Extract provided.
# got xm today



## pez2002 (Dec 13, 2002)

singed up today i would have got sirius but they where all out so i went and got xm it works well in my home i have the antenna on my speaker its up high and i get a good signal no dropoffs the unit i got was the roday2 and i got the homekit 


6 months from now im getting sirius and keeping xm  


should have done this a long time ago 



happy 2006


----------



## Hoxxx (Jun 19, 2004)

pez2002 said:


> singed up today i would have got sirius but they where all out so i went and got xm it works well in my home i have the antenna on my speaker its up high and i get a good signal no dropoffs the unit i got was the roday and i got the homekit
> 
> 6 months from now im getting sirius and keeping xm
> 
> ...


Good to have another XM'er on board. 
Just like Sat TV both systems are good and offer different programming.
I am a XM'er since 03
Happy New Year:sunsmile:


----------



## Steve Mehs (Mar 21, 2002)

What's it been now Mike, about 2 years since you first wanted it 

Congrats on finally jumping into satellite radio dude! :goodjob:


----------



## Phil T (Mar 25, 2002)

Enjoy your XM!

I just upgraded to the Audiovox Xpress from my original Roady. I really like the bigger display. The antenna on the Roady finally gave out after being moved form car to car since May of 2004.


----------



## pez2002 (Dec 13, 2002)

Steve Mehs said:


> What's it been now Mike, about 2 years since you first wanted it
> 
> Congrats on finally jumping into satellite radio dude! :goodjob:


thanks


----------

Exercise requirements.
[a] In the forum thread about getting XM radio, what did Phil T upgrade to from his original Roady?
[b] Print the part of the XM forum thread that begins at the words "Good to have" and ends after the words "(Mar 21, 2002)".

Information provided.
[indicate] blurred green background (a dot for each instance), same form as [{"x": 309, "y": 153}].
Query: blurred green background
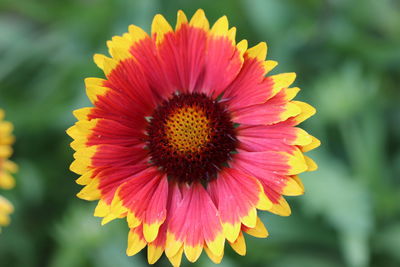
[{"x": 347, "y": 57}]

Expected responses.
[a] The Audiovox Xpress.

[b]
Good to have another XM'er on board. 
Just like Sat TV both systems are good and offer different programming.
I am a XM'er since 03
Happy New Year:sunsmile:


----------



## Steve Mehs (Mar 21, 2002)